*EXERCISE DETAILS*
Answer these questions about the accounting excerpt below, one per line:
1. Which expenses does the excerpt list as examples of the cost of rental homes?
2. On what basis and over what period is stock-based compensation expense recognized?
3. As of which dates does the Company believe it had no uncertain tax positions?

*EXCERPT TO READ*
General and administrative expenses primarily consist of office expenses, travel, meals and entertainment and insurance.

 

Cost of rental homes

 

The cost of rental homes are expenses directly related to rental homes, such as lawncare, maintenance and repairs, management fees, utilities, insurance and property taxes.

Share-based expenses

 

The Company accounts for stock-based compensation arrangements with employees, nonemployee directors and consultants using a fair value method, which requires the recognition of compensation expense for costs related to all stock-based payments, including stock options, on a straight-line basis over the requisite service period in the Company’s consolidated statements of operations. The fair value method requires the Company to estimate the fair value of stock-based payment awards on the date of grant.

Income Taxes

 

The Company provides income taxes under ASC 740, Accounting for Income Taxes. ASC 740 requires the use of an asset and liability approach in accounting for income taxes. Deferred tax assets and liabilities are recorded based on the differences between the financial statement and tax bases of assets and liabilities and the tax rates in effect when these differences are expected to reverse.

 

ASC 740 requires the reduction of deferred tax assets by a valuation allowance if, based on the weight of available evidence, it is more likely than not that some or all of the deferred tax assets will not be realized. Deferred tax assets have been fully provided for by the Company as of July 31, 2024, and 2023, respectively.

 

The provisions of ASC 740-10-25, “Accounting for Uncertainty in Income Taxes,” prescribe a more-likely-than-not threshold for consolidated financial statement recognition and measurement of a tax position taken (or expected to be taken) in a tax return. This interpretation also provides guidance on the recognition of income tax assets and liabilities, classification of current and deferred income tax assets and liabilities, accounting for interest and penalties associated with tax positions, and related disclosures. The Company believes there were no uncertain tax positions as of July 31, 2024, and 2023, respectively.

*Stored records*
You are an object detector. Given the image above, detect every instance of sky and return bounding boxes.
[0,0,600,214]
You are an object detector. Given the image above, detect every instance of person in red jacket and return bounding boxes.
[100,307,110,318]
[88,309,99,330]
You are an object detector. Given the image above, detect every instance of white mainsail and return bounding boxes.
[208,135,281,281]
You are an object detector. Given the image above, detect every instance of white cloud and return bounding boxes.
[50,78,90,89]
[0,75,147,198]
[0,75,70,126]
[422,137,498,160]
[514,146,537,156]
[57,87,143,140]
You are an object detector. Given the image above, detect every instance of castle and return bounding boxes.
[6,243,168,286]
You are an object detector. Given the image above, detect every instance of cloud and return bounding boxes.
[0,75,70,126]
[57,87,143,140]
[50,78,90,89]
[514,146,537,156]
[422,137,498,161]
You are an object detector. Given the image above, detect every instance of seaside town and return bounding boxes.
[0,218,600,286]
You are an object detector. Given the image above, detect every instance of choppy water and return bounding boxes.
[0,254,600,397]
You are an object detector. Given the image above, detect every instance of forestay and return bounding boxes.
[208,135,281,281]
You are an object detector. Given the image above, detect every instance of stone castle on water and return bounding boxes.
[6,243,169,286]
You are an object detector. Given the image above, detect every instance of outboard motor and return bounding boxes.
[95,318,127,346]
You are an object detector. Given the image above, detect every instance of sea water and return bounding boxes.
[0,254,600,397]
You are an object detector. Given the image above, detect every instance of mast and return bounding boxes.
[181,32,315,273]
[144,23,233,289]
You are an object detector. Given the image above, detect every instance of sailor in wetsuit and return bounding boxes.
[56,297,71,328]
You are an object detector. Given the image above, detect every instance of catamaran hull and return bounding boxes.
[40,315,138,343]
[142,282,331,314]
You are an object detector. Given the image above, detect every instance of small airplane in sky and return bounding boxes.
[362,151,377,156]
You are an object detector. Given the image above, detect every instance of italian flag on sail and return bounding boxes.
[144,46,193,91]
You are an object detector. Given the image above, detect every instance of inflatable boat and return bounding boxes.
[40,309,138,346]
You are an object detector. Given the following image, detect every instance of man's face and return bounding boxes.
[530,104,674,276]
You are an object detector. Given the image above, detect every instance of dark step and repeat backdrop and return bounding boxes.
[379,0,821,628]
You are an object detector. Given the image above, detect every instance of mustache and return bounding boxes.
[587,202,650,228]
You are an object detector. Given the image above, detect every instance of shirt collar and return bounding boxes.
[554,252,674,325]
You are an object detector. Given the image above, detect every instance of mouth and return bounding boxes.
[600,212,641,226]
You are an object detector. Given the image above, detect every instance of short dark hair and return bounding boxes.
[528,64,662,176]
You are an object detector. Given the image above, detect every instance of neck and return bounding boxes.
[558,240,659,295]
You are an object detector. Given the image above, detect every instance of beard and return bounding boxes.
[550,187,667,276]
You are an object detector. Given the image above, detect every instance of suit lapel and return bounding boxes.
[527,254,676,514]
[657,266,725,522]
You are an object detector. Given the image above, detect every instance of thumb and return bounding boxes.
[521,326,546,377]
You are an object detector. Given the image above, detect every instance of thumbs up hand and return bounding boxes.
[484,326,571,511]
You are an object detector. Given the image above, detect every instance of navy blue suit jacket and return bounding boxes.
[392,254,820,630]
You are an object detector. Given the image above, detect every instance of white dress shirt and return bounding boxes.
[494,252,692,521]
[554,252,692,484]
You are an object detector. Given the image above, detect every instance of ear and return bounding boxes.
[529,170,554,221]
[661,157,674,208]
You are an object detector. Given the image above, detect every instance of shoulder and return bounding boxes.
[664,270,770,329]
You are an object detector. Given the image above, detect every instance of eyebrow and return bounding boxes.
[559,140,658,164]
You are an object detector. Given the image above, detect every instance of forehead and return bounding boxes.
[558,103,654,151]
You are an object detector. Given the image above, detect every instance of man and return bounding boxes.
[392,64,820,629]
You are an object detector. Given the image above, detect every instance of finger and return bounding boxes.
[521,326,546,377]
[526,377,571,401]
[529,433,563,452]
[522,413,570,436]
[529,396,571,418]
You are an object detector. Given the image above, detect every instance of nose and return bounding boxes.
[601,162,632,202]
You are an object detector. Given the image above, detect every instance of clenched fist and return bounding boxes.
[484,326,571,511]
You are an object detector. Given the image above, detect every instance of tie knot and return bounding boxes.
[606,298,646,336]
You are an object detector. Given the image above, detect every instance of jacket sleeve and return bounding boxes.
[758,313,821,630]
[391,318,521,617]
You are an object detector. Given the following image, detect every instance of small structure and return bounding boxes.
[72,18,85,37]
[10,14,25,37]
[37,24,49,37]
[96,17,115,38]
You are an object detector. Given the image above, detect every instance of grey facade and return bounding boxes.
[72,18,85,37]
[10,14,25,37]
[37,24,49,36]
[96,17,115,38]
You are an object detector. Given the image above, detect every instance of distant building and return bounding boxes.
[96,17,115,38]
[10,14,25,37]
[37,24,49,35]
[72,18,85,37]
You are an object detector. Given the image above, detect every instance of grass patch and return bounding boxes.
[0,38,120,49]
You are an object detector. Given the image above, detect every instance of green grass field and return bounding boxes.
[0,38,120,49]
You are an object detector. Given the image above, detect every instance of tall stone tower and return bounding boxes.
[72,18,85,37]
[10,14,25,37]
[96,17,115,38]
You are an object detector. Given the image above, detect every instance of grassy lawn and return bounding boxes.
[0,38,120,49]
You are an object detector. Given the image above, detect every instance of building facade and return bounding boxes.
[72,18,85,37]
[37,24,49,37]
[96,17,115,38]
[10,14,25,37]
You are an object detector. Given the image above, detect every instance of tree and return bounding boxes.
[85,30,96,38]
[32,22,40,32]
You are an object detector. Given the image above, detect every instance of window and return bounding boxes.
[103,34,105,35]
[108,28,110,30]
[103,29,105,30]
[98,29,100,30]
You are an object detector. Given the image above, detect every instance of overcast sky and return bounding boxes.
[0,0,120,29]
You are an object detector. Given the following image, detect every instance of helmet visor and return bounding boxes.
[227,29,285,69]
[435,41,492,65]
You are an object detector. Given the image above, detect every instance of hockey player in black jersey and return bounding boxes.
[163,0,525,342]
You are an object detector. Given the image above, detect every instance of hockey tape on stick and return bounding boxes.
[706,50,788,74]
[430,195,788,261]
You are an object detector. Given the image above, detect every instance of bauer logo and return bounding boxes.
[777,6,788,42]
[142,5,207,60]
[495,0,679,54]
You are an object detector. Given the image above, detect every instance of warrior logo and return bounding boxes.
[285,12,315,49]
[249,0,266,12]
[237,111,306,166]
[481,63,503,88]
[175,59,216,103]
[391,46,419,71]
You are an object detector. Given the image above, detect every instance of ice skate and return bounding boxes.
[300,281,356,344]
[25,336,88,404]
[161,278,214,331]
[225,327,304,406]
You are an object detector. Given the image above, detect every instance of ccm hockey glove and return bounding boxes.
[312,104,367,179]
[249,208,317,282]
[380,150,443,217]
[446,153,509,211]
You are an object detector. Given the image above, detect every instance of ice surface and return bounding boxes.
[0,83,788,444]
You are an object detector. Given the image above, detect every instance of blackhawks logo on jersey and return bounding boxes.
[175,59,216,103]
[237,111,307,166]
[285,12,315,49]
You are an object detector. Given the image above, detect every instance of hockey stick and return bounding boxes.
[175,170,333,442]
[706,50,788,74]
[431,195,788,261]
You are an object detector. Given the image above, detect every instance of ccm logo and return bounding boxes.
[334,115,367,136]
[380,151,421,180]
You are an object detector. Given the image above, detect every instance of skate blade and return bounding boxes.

*EXERCISE OUTPUT*
1. Lawncare, maintenance and repairs, management fees, utilities, insurance and property taxes.
2. On a straight-line basis over the requisite service period.
3. July 31, 2024, and July 31, 2023.